DIRECTIONS:
The records below are to be reproduced exactly, and no picture should appear in the copy.

# # # #

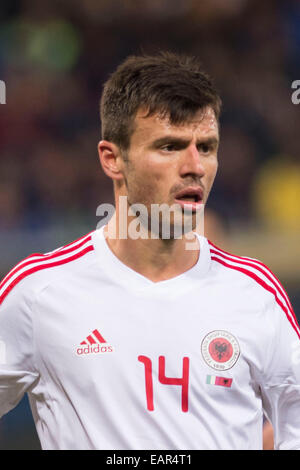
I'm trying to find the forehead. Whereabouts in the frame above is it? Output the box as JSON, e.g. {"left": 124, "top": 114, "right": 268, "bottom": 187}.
{"left": 131, "top": 107, "right": 219, "bottom": 146}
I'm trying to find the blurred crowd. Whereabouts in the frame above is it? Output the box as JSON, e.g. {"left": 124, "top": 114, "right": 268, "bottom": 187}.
{"left": 0, "top": 0, "right": 299, "bottom": 236}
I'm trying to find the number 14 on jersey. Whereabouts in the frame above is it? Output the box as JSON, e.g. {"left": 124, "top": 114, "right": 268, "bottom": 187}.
{"left": 138, "top": 355, "right": 190, "bottom": 412}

# # # #

WRITTEN ANSWER:
I'm trying to find the forehead. Whereabouts in the frame above is it? Output the box as JSON, e.g. {"left": 124, "top": 114, "right": 268, "bottom": 187}.
{"left": 131, "top": 107, "right": 219, "bottom": 146}
I'm trying to find the blurred crowd. Whereabouts in the frame above is it? Output the box as JSON, e.g. {"left": 124, "top": 114, "right": 268, "bottom": 187}.
{"left": 0, "top": 0, "right": 299, "bottom": 236}
I'm trying to find the number 14 on jersey. Whereabouts in the frame above is it? Output the box as JSON, e.g. {"left": 124, "top": 114, "right": 268, "bottom": 187}.
{"left": 138, "top": 355, "right": 190, "bottom": 412}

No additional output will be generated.